-- Exercise details --
Show every line in the records below that contains the string "bollard", copying each such line in full. Letter case counts when matching.

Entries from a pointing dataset
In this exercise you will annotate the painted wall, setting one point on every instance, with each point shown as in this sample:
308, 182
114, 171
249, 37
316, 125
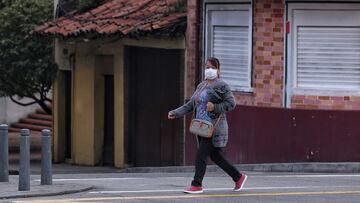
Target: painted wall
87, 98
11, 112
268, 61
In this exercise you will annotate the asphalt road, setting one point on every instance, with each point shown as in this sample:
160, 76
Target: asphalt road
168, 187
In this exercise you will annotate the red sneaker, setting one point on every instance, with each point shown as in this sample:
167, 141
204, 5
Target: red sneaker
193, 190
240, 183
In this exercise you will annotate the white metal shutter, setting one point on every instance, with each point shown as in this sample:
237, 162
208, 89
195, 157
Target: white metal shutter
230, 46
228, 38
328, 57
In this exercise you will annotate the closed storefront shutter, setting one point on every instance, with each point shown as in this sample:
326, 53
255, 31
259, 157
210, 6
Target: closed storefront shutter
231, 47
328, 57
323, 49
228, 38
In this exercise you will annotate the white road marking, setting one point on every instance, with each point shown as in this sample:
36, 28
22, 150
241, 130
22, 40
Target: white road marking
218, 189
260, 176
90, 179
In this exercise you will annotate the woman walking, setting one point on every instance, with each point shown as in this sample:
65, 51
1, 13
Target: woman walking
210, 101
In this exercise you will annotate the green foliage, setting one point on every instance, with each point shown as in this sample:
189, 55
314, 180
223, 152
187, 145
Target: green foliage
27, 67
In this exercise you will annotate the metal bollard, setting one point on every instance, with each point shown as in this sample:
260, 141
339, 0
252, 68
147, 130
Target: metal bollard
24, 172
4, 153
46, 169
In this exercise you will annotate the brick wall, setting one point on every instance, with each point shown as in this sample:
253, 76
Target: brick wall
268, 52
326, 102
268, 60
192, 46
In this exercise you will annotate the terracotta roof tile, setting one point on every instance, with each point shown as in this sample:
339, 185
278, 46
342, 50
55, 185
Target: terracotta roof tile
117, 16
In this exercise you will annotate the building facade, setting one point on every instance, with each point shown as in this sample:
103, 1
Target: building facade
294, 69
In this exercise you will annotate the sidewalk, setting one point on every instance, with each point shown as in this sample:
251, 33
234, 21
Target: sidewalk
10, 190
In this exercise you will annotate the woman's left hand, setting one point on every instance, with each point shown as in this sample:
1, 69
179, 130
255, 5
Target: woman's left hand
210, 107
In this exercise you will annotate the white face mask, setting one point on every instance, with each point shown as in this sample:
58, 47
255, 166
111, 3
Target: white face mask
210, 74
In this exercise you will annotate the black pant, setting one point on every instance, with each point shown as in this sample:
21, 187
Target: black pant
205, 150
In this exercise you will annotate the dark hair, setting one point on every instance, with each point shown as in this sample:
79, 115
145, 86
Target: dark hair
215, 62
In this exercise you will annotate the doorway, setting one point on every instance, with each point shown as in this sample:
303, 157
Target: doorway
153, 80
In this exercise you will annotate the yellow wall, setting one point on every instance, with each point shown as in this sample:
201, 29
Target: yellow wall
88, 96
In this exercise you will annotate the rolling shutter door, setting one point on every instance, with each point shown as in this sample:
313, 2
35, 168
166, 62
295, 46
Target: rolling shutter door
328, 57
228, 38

--

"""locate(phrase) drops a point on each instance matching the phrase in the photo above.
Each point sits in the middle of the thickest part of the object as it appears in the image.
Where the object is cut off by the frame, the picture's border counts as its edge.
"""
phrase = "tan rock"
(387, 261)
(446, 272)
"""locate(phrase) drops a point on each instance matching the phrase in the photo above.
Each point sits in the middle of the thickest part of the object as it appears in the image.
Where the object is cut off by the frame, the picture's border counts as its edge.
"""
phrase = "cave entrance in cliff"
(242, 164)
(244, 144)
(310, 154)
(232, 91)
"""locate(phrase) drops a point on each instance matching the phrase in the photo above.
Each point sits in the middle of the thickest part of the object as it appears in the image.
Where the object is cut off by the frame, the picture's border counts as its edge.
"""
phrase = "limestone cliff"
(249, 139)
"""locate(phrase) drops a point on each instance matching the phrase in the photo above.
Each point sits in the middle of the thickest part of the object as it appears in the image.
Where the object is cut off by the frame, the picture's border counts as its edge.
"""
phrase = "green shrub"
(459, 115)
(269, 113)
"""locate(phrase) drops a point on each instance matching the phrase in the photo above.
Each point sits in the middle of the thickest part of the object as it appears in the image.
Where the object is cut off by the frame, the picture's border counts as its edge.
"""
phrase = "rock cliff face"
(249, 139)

* * *

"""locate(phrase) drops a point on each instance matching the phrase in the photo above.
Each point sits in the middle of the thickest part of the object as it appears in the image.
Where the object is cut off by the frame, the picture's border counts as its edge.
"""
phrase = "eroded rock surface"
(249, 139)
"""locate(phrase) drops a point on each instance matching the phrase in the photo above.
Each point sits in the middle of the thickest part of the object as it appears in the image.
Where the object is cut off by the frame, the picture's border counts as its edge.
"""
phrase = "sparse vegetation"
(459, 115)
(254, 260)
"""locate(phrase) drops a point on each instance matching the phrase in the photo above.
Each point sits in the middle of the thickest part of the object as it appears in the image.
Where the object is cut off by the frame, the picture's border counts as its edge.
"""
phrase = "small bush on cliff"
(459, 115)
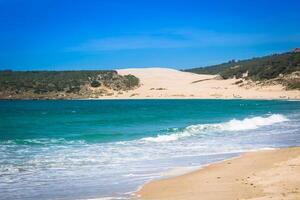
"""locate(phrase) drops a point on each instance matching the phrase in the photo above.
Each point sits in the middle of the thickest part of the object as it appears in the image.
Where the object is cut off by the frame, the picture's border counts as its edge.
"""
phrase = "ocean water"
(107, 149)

-- The solution --
In this exercise you will annotate the metal bollard, setting one point on every instance, with each point shown as in this sample:
Target: metal bollard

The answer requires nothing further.